(What the exercise asks): Could you set down every record below exactly as it appears?

Data items
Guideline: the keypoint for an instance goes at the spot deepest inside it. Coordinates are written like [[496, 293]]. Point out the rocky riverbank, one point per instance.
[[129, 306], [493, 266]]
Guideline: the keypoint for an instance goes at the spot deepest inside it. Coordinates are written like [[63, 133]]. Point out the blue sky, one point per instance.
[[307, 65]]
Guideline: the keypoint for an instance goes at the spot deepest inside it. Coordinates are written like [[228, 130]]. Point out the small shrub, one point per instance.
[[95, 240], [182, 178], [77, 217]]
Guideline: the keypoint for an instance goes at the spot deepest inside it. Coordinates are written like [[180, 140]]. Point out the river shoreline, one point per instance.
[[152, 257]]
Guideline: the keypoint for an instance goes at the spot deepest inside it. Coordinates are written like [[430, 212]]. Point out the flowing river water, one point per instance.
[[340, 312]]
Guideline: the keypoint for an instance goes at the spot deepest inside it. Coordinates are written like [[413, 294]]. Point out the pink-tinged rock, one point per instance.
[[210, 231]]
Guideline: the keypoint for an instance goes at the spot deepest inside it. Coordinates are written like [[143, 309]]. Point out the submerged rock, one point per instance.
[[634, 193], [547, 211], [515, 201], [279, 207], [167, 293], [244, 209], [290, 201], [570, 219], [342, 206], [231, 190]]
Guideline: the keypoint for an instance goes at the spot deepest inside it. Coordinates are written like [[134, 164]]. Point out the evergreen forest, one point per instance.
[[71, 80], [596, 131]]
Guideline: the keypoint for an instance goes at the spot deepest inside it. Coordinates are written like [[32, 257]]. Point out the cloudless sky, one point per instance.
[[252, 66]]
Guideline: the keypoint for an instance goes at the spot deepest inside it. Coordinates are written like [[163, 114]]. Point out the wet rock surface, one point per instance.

(Task solution):
Guideline: the keypoint for an instance goes at the spot deepest inside it. Coordinates are written like [[496, 293]]. Point out the rocky riverbank, one point per instance.
[[129, 306], [493, 266]]
Guideline: the keypoint for an instance goes at the spot deepest inside it. Coordinates are written like [[63, 133]]. Point out the blue sky, one point per instance.
[[307, 65]]
Guideline: the keypoint for an instance goes at the spot deepest inside it. Coordinates are written like [[228, 130]]. Point out the small shrub, one point per instance.
[[95, 240], [182, 178], [77, 217]]
Guideline: the keypoint for an instance goes at the spot deepest inside it. Coordinates are written like [[180, 140]]. Point out the river shoreline, one point per instance.
[[152, 257]]
Guideline: the keypoint for an instance goes at the spot deepest inside it. Coordinates are written like [[430, 212]]. Point out the flowing river water, one point per instance.
[[340, 312]]
Guideline: the keypoint for an instance goes at the spot deepest inside it. Coordinates are written like [[413, 294]]. Point out the pink-tinged rock, one point per instance.
[[210, 231]]
Guideline: the keypoint for an instance goes at the spot deepest inside it. Coordinates are written like [[143, 309]]. Point out the submerged rock, one point per instance.
[[634, 193], [547, 211], [515, 201], [279, 207], [167, 293], [244, 209], [290, 201], [570, 219], [342, 206], [231, 190]]
Guideline: the keypoint for an instance goes at the spot deepest inside it. Coordinates are written like [[134, 164]]. Point out the evergreen forest, one point per instance.
[[71, 80], [596, 131]]
Guideline: the keypoint for an instance goes at the spot deepest inside it. Coordinates are written like [[32, 257]]. Point out the cloudless sky, one point per instance.
[[252, 66]]
Guideline: the keypoint for an instance goes at the spot deepest inside it. Coordinates are written like [[163, 114]]. Point out the wet rock surface, one point per instance.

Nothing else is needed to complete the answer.